--- START ---
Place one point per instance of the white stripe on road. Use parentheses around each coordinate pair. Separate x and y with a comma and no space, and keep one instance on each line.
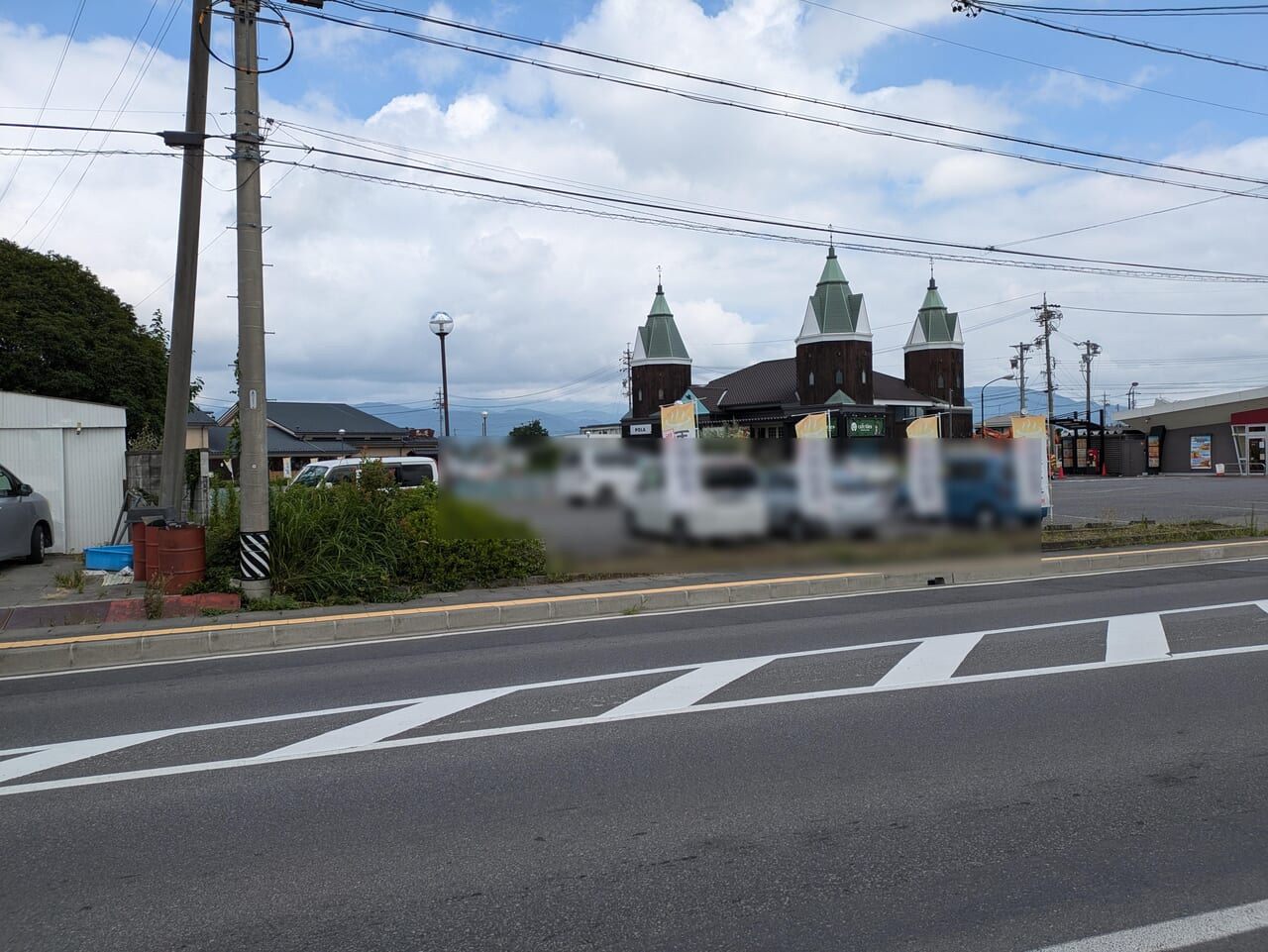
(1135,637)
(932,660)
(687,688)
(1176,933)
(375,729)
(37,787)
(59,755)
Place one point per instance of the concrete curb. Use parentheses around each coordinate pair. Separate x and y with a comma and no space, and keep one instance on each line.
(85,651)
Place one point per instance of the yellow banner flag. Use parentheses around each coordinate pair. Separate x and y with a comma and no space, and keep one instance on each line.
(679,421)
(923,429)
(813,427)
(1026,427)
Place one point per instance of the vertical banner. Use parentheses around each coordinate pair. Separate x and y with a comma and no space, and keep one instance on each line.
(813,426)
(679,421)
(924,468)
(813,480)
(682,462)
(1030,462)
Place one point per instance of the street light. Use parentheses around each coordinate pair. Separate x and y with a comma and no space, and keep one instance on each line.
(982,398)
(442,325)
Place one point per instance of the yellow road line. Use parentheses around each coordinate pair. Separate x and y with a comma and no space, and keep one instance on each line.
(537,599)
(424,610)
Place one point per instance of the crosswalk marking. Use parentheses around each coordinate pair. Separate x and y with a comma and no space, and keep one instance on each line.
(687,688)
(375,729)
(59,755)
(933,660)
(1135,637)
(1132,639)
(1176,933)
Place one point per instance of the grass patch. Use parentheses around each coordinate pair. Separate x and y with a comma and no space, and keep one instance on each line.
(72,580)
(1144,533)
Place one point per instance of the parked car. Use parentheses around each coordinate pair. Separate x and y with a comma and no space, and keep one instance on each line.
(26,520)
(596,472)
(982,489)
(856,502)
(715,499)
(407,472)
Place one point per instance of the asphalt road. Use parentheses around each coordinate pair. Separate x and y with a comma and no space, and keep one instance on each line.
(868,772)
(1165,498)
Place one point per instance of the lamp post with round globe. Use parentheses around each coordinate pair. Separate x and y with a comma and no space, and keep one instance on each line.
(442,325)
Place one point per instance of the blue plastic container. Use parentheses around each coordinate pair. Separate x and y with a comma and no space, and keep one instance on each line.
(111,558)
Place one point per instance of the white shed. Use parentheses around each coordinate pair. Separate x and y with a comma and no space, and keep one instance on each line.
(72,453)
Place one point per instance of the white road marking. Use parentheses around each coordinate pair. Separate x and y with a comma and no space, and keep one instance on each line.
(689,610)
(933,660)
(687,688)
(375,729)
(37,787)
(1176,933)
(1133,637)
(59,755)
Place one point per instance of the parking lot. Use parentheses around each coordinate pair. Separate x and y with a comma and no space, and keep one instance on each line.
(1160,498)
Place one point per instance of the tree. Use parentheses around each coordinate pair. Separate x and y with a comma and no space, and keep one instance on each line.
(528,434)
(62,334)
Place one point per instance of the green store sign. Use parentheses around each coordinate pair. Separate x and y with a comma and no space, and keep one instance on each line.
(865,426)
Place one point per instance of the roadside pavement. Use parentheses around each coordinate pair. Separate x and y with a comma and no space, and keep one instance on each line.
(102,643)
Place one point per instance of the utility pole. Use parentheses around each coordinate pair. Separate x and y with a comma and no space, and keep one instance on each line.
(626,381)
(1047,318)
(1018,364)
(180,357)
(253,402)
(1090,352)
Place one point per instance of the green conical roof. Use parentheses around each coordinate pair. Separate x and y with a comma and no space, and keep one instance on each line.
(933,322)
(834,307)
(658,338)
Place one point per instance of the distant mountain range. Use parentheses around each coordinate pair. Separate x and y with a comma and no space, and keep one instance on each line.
--- END ---
Output every entry above exactly, minus the pictures.

Place one point per instance of the white stripe on road. Use parentheses around each coordinate pair. Separate x and y with a comma and no space, and keep one instance on each line.
(1135,637)
(932,660)
(687,688)
(1176,933)
(375,729)
(37,787)
(59,755)
Place one point per instance of the concrete curb. Use parentheses around each coordinate pair. Separate x and y with a comma and no space, and keep one instance on each line.
(85,651)
Place one point per instance of the yellow banner flag. Use parentheses around each coordinate pair. Separate x and y with a comma and no space, and keep one instance on each line.
(679,421)
(923,429)
(813,427)
(1026,427)
Place one point per instance of the vertical banner. Use parentheses around each coordinate pair. Separate x and y with a comma and no space, and keep one instance on each line.
(813,426)
(679,421)
(924,468)
(813,480)
(682,462)
(1030,462)
Place one point per instance of the street light. Use parentheses around each coordinate pair. Separate x and y with a comma and no space, and keep one instance on each line.
(982,398)
(442,325)
Place one point per instance of the yellow road line. Use parentheses around each coordinate pair. Separate x and y with a comma and no space, and keep one instance on each line.
(537,599)
(424,610)
Place one point per instance of the crosswalk marking. Use parentheses around each coordinate pair. Separate x and y with a comma and no space, and keep one instance on each line.
(687,688)
(375,729)
(59,755)
(933,660)
(1135,637)
(1132,639)
(1176,933)
Place one point per instance of the grass patch. Use parentheses around each coordinate pair. Separate x and y with a comma and no space, and keep one instance on each line.
(72,580)
(1144,533)
Place one point per instance of the parked car. Use parentheses around each coordinate pair. Separate x and y with a comma and no space, and keep one instance on each line.
(26,520)
(596,472)
(982,489)
(856,502)
(715,499)
(407,472)
Place one point per instance of the asphalt road. Use parentheses around each coordinate pair. Separate x and y with a comma and no space, and keep one instance on each line.
(868,772)
(1165,498)
Place one point per instance of the lamp post with round globe. Use parentheses around each coordinate pair. Separate x and y with a comma and no space, and keep one instance on each line.
(442,325)
Place one point per instance of the blue plastic container. Use parentheses around each coordinate pair. Separate x and y with a comma and no space, and keep one instance on each line.
(111,558)
Place one point per instance of the white shed. Use parentheses around each coordinate pair. Separate x and y with a comma and no space, and keep one instance on each line.
(72,453)
Place one point per instance of the white road marking. Use parentheses around each coordinate pair. Separate x and y with a comma and no space, and keep one instance on each line.
(689,610)
(933,660)
(687,688)
(375,729)
(37,787)
(1176,933)
(1133,637)
(59,755)
Place one point per instance of the parking lot. Use parentheses around each coordinate pair. Separate x and y with a comma and no space, and keep one instance on each line.
(1160,498)
Place one point per instance of the tree. Use parentheses around each coordinate pair. Separate x and y with a comma and no space, and keep one instance on each line.
(528,434)
(62,334)
Place one point per instance of the green store sign. Use parentheses around each coordinate pair. Separate x and y with a comma and no space, and keep one instance on each line.
(865,426)
Place one point per instance of the roadside pavement. Use parentheses around each coordinate pair. Separate x and y with a comma and no space, and keep one instance on each line.
(102,643)
Place one point per instance of the utility pole. Use parentheses around each coordinate pair. Separate x and y with a comma and no space, and keep one instance on each line.
(626,381)
(1047,318)
(1018,364)
(180,357)
(253,402)
(1090,352)
Place one point per instance of the green conical roof. Use parentheses around each coordinate pair. Separate x and y with a comma and no space, and keep one instance on each line.
(933,322)
(834,307)
(658,338)
Place one point per instance of the distant mountain range. Use parentheses around each coordinate pair. Separate x and y with a comma and no space, and keep one instance on each line.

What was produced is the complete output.